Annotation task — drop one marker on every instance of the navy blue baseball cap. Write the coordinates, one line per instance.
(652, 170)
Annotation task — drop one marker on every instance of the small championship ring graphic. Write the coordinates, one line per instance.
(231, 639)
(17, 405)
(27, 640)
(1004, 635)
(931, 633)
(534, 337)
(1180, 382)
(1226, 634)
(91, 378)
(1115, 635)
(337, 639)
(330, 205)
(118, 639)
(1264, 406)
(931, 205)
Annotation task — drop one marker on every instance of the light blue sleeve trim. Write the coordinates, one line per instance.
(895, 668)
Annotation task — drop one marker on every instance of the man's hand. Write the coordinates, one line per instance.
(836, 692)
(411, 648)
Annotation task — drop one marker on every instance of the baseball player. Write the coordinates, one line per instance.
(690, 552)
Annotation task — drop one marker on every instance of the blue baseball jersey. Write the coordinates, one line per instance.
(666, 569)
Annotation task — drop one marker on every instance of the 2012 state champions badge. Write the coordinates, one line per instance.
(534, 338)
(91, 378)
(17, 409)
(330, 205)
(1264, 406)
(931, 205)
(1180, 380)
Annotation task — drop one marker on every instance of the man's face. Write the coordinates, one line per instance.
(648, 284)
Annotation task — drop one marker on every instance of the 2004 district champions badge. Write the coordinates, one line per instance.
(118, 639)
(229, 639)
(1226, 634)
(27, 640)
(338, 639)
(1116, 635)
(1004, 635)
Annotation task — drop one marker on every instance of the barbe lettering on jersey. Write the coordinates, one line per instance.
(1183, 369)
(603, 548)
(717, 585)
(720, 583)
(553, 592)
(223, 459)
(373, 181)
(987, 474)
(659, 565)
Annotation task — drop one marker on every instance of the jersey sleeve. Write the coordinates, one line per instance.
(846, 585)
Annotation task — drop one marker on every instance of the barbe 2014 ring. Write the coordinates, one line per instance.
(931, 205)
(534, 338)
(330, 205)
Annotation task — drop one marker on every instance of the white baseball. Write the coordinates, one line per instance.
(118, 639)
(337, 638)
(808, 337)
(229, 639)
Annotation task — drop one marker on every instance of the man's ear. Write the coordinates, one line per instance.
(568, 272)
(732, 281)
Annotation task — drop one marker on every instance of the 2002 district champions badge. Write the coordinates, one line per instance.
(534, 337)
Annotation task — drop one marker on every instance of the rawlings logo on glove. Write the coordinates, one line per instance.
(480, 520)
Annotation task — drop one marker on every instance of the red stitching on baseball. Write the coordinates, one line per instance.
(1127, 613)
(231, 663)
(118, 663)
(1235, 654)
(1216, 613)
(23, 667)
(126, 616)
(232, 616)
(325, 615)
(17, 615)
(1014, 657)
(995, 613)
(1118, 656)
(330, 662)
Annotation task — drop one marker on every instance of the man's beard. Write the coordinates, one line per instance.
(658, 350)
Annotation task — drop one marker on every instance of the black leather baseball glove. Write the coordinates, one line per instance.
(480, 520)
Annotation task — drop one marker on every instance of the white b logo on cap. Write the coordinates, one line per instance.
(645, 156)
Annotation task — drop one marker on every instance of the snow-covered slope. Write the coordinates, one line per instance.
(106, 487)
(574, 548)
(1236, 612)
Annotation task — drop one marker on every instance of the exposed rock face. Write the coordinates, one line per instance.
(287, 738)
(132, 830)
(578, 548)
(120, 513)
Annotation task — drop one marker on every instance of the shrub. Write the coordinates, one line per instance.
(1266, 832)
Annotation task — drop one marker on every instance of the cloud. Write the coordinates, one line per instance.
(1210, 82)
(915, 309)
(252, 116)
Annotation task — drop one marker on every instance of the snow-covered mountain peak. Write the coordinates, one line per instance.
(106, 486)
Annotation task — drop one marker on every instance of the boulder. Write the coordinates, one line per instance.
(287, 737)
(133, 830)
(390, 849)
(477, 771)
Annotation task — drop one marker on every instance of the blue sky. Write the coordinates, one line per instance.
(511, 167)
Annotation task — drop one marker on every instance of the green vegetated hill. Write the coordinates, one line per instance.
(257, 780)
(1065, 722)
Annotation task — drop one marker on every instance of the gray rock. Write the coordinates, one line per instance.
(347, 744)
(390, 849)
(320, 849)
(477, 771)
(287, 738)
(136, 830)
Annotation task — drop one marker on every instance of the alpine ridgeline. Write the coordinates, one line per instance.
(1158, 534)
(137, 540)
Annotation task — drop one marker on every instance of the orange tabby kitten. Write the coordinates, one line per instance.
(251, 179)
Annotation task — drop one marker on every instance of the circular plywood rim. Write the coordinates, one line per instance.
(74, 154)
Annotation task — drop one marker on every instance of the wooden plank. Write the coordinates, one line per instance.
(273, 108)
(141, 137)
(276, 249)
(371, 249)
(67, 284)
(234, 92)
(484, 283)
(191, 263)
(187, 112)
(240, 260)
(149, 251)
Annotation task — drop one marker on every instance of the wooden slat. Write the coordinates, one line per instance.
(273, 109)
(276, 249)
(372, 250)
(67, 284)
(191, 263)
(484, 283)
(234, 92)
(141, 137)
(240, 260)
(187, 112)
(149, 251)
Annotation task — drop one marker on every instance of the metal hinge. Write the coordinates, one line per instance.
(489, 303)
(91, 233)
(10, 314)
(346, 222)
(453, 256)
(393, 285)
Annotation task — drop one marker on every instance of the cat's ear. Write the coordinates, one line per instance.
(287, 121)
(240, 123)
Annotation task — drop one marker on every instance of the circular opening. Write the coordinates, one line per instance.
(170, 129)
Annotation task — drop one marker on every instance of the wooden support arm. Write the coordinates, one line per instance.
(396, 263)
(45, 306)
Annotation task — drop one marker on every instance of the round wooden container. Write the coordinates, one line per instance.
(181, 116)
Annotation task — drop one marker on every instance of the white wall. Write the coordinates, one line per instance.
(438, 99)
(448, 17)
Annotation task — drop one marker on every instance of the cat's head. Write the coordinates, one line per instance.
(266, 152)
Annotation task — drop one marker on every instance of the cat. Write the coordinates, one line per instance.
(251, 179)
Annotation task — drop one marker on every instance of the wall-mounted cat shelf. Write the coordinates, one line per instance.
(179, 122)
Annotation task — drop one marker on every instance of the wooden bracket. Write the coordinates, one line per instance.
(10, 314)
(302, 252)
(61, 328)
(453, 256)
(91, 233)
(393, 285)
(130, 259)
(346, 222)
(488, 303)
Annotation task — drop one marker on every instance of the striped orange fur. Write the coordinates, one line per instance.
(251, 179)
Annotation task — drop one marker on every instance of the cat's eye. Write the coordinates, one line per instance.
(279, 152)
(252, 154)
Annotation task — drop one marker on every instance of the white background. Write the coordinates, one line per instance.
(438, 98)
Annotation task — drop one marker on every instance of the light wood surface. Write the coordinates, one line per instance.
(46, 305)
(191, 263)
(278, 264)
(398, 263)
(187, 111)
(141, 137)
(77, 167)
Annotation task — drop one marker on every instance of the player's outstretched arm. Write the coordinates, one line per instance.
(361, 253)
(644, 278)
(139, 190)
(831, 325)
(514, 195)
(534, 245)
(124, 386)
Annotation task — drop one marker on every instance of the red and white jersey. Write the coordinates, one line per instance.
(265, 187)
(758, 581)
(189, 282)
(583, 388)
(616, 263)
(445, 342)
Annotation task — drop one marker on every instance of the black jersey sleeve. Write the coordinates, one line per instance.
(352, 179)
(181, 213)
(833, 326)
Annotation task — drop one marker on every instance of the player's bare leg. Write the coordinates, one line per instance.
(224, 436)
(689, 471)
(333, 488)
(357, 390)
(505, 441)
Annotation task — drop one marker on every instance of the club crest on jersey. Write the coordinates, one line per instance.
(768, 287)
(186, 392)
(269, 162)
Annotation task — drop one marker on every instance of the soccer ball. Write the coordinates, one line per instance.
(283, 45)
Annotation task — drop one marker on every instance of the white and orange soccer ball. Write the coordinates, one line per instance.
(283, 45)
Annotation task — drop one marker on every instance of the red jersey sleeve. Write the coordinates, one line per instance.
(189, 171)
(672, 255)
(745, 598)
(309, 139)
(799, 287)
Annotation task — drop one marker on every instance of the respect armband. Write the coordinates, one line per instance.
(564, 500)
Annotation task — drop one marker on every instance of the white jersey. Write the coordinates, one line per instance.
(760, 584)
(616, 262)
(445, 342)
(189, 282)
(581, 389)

TASK STATEMENT:
Transcribe only the trailing portion of the entries above: the line that contains "the player's outstretched" and each line after it.

THE RESULT:
Annotation task — drop one marker on every instance of the player's outstretched arm. Write the coordinates, one line per instance.
(361, 253)
(644, 278)
(139, 190)
(831, 325)
(514, 195)
(534, 245)
(124, 386)
Annotation task — drop one marker on every instance of the red and white jersey. Write the coordinates, one line per instance.
(265, 187)
(758, 581)
(189, 282)
(583, 388)
(616, 263)
(445, 342)
Annotation task — drop one marker on every instance of the black jersey sleeve. Write the coordinates, one line per instance.
(352, 179)
(181, 213)
(833, 326)
Annotation task — drop one marker on every instance of the player's bare leg. Write the coordinates, one line per instance.
(224, 436)
(689, 471)
(333, 488)
(357, 390)
(505, 441)
Annotation task — drop one marker on every instance of the club crest on jersey. Write the coordinates, one line per instance.
(768, 287)
(186, 392)
(269, 162)
Annotation task — drop one marker on every instance of the soccer ball. Write the coordinates, one line per instance.
(283, 45)
Annotation task — drop one marker on every instance of the white and orange soccer ball. Write the coordinates, one line per instance.
(283, 45)
Annotation task — drop one marker on every instance of the red jersey sleeve. Write the coordinates, one line per instance.
(189, 171)
(672, 255)
(745, 598)
(309, 139)
(799, 287)
Annotation task — drop one marker on every instance of the respect armband. Write the coordinates, one line per instance.
(564, 500)
Annotation task — drop one marker on every instance of the white jersey. Write the coordinates, one line per instance.
(760, 584)
(616, 262)
(445, 342)
(189, 282)
(581, 389)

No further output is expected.